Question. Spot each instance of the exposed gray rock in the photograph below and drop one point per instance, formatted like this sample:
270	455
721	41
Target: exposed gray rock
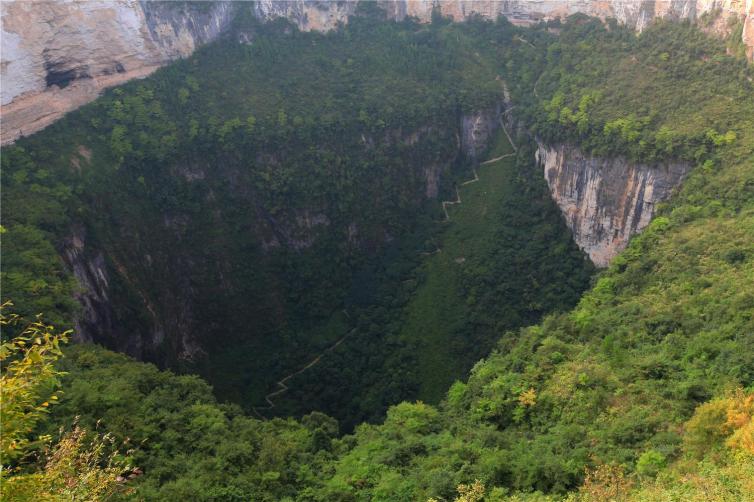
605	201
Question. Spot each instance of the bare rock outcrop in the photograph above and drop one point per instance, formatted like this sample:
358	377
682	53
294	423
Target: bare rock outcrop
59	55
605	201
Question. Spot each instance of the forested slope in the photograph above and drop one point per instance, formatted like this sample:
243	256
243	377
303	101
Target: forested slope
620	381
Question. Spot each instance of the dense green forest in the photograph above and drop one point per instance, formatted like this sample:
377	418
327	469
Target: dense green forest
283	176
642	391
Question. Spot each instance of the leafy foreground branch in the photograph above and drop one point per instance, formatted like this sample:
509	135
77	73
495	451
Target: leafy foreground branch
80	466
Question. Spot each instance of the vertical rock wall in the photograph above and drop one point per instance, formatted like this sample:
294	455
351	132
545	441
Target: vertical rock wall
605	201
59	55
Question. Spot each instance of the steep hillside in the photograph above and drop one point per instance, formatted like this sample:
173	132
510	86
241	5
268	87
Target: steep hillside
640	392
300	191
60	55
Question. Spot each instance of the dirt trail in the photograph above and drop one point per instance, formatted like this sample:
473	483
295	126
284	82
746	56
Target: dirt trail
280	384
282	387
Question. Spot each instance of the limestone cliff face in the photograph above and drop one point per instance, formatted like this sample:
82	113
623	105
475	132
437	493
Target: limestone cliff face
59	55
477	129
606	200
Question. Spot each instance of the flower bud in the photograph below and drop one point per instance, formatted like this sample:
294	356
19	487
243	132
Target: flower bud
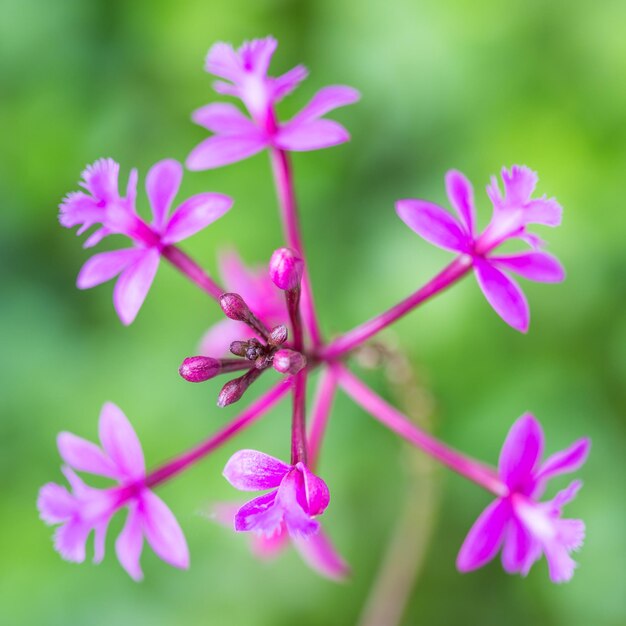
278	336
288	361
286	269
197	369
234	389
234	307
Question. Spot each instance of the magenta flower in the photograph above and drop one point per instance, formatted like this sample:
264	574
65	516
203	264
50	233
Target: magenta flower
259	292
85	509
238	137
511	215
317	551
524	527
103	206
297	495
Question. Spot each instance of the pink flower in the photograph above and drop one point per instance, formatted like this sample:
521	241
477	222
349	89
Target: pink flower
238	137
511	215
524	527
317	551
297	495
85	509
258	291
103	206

━━━━━━━━━━

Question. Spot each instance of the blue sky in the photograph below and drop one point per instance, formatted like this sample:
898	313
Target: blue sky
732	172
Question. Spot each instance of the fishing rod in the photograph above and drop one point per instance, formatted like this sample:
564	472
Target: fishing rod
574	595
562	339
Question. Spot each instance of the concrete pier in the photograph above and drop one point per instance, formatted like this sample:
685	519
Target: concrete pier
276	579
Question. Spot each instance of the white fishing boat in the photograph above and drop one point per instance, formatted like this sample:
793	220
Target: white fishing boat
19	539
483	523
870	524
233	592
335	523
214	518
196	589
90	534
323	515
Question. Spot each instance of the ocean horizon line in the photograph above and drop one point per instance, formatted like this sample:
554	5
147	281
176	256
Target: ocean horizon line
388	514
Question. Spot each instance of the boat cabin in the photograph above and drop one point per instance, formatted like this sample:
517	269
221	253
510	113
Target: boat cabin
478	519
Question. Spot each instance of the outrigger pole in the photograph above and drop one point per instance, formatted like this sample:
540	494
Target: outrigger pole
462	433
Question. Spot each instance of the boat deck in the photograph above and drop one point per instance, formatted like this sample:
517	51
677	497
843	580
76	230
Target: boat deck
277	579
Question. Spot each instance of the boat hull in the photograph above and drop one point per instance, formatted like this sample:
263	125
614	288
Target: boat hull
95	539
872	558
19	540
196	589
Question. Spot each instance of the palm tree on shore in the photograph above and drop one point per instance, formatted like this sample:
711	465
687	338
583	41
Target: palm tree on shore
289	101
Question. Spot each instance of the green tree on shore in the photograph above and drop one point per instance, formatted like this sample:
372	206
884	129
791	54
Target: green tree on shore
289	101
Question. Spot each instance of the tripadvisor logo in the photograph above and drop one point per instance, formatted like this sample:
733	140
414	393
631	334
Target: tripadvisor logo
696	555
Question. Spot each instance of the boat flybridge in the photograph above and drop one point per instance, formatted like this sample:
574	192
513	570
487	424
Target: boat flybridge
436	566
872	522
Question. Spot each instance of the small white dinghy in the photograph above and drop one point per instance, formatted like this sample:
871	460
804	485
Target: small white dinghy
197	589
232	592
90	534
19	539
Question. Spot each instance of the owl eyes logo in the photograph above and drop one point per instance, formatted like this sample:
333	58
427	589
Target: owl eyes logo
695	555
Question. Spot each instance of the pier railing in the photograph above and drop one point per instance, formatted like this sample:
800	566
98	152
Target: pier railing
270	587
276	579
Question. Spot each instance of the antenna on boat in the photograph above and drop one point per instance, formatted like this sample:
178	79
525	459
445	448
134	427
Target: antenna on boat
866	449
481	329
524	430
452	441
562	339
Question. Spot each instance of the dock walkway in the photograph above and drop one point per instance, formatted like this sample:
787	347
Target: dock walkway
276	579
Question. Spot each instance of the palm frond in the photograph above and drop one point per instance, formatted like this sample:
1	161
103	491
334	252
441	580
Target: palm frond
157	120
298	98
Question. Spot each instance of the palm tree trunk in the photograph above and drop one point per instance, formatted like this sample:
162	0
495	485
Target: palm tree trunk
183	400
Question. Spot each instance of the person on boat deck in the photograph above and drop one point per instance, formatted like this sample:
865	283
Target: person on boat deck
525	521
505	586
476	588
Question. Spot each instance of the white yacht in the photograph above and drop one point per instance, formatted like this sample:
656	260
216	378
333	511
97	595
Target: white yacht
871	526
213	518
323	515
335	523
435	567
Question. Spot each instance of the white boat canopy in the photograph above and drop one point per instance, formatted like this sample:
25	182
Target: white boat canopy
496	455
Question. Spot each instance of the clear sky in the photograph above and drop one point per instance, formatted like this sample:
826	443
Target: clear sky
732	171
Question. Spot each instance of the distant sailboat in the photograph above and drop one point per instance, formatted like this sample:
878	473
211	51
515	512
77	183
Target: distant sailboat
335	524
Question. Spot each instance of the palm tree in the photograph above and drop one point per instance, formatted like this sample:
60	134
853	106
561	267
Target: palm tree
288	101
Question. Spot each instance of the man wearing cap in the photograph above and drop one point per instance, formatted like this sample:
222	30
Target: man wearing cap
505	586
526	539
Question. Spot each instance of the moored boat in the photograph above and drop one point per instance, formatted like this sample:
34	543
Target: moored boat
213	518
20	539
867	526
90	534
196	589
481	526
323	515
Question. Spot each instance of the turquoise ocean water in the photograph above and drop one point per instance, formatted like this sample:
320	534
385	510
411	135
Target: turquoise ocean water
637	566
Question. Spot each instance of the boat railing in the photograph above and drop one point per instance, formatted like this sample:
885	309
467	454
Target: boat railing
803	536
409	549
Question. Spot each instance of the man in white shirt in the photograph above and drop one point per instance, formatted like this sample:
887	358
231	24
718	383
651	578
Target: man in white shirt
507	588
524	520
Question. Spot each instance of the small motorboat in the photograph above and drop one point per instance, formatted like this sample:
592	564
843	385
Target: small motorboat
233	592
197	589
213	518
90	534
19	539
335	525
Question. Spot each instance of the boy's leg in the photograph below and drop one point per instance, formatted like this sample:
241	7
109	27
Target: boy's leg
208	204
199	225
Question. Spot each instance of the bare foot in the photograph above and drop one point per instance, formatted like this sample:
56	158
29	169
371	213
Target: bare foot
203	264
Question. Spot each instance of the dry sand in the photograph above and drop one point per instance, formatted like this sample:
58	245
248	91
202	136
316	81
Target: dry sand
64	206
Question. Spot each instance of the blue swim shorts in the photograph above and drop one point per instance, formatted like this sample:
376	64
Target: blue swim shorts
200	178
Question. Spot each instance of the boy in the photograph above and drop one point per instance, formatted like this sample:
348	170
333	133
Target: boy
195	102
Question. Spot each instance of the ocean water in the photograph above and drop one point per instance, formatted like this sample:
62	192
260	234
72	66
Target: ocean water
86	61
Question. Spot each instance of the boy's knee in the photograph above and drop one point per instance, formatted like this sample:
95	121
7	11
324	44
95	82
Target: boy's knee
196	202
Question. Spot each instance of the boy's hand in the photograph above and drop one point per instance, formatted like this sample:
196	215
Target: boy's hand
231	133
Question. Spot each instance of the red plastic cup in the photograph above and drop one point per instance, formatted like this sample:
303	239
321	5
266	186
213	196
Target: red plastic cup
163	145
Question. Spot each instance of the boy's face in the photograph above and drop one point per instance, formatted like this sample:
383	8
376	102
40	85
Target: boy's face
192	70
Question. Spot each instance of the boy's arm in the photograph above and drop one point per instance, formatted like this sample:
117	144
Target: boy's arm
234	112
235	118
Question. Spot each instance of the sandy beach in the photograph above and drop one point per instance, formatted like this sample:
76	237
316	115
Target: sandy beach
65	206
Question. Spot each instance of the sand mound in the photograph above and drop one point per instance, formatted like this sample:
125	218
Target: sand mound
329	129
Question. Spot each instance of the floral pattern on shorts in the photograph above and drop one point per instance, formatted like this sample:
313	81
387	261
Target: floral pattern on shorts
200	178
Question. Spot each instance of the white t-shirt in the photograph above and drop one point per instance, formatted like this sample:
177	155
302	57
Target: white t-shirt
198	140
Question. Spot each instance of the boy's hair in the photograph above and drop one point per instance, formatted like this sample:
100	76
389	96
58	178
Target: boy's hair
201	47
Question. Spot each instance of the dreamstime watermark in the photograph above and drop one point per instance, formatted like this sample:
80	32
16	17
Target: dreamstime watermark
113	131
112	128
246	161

━━━━━━━━━━

• Given task
Please count the lines in the entries above that contain the string "outrigger". Reply with that number alone.

• Written response
2